**Excerpt**:
[START]

From Casetext: Smarter Legal Research

Barry v. Berkley Realty Assocs.

Supreme Court, Queens County
Mar 20, 2019
2019 N.Y. Slip Op. 34718 (N.Y. Sup. Ct. 2019)

Opinion

Index No. 701799/2018 Motion Cal. No. 4 Motion Sequence No. I

03-20-2019

THOMAS BARRY, MARK RODRIGUEZ on behalf of themselves and all others similarly situated, Plaintiffs, v. BERKLEY REALTY ASSOCIATES.. L.P. a/k/a BERKLEY REALTY ASSOC, Defendant.


Unpublished Opinion

Motion Date: January 23, 2019

Present: HONORABLE CHEREE A. BUGGS Justice

SHORT FORM ORDER

HON. CHEREE A. BUGGS, J.S.C.

The following e-file papers numbered 12-25 submitted and considered on this motion by defendant BERKLEY REALTY ASSOCIATES, L.P. a/k/a and BERKLEY REALTY ASSOC (hereinafter referred to as "Defendant") seeking an Order pursuant to CPLR 3211 (a)(7) dismissing the plaintiffs THOMAS BARRY and MARK RODRIGUEZ on behalf of themselves and all others similarly situated (hereinafter referred to as "Plaintiffs") Fourth Cause of Action and such other further relief as the Court deems just and proper.

Papers Numbered

Notice of Motion-Affirmation-Exhibits............... EF 12-14

Memorandum of Law........................................... EF 15-16

Affirmation in Opposition-Affidavits-Exhibits.... EF 17-20

Reply Affirmation-Memorandum of Law............... EF 21-25

This action is brought on behalf of the tenants of a building (Plaintiffs) who allege that the landlord (Defendant) overcharged them while receiving tax benefits from the City of New York. Plaintiffs allege that they are and were entitled to rent stabilization when the Defendant received J-51 tax benefits. Plaintiffs rely on the Housing Preservation and Development (hereinafter referred to as "HPD") guidelines which states that all rental units are subject to rent stabilization or rent control for the duration of the J-51 benefits.

[END]

**Direction 1**:
Answer these questions using the court order above:
(a) Under which CPLR provision does Defendant seek dismissal?
(b) What motion date does the order list?
(c) Whose guidelines do Plaintiffs rely on?
**Direction 2**:
Extend the court order above with one or two paragraphs that start right after its final sentence.
The entries after this order are separate material and are unrelated to it.

[Dataset entries on where objects appear]
[START]

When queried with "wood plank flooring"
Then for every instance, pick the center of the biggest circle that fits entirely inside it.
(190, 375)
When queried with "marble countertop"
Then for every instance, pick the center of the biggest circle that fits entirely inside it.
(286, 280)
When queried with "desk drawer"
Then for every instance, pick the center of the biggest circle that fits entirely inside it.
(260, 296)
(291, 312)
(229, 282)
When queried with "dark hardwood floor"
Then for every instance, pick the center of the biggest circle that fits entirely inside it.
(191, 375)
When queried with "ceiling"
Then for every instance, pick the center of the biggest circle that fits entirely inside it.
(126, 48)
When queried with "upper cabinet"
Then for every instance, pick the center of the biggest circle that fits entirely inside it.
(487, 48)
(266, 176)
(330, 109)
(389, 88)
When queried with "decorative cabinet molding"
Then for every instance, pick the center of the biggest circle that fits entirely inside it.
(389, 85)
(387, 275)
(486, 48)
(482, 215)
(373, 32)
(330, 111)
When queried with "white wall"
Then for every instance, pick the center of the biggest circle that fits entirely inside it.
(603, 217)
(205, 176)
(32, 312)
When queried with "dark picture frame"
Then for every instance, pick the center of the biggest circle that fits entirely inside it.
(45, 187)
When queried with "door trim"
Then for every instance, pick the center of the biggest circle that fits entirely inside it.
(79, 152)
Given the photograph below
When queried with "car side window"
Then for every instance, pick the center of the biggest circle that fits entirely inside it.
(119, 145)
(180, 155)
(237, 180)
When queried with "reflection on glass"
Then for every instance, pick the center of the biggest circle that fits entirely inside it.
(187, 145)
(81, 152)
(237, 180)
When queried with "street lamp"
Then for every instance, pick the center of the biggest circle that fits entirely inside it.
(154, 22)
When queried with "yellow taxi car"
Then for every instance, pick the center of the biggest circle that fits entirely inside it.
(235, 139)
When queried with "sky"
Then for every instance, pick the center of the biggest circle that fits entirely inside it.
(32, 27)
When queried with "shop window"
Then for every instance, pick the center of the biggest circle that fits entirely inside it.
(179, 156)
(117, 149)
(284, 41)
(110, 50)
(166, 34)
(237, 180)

[END]

**Response 1**:
(a) CPLR 3211 (a)(7)
(b) January 23, 2019
(c) The Housing Preservation and Development (HPD) guidelines

**Response 2**:
Now, Defendants seek an Order pursuant to CPLR 3211(a)(7) dismissing the Fourth Cause of Action alleged against movant in Plaintiffs Verified Complaint. The Fourth Cause of Action alleges violation of General Business Law (hereinafter referred to as "GBL") § 349 (h).

"On a motion to dismiss pursuant to CPLR 3211 (a) (7), the claim must be afforded a liberal construction, the facts therein must be accepted as true, and the plaintiff must be accorded the benefit of every favorable inference" (Leon v Martinez, 84 N Y2d 83 [1994]; see also Sawisky v State, 146 A.D.3d 914 [2d Dept 2017]).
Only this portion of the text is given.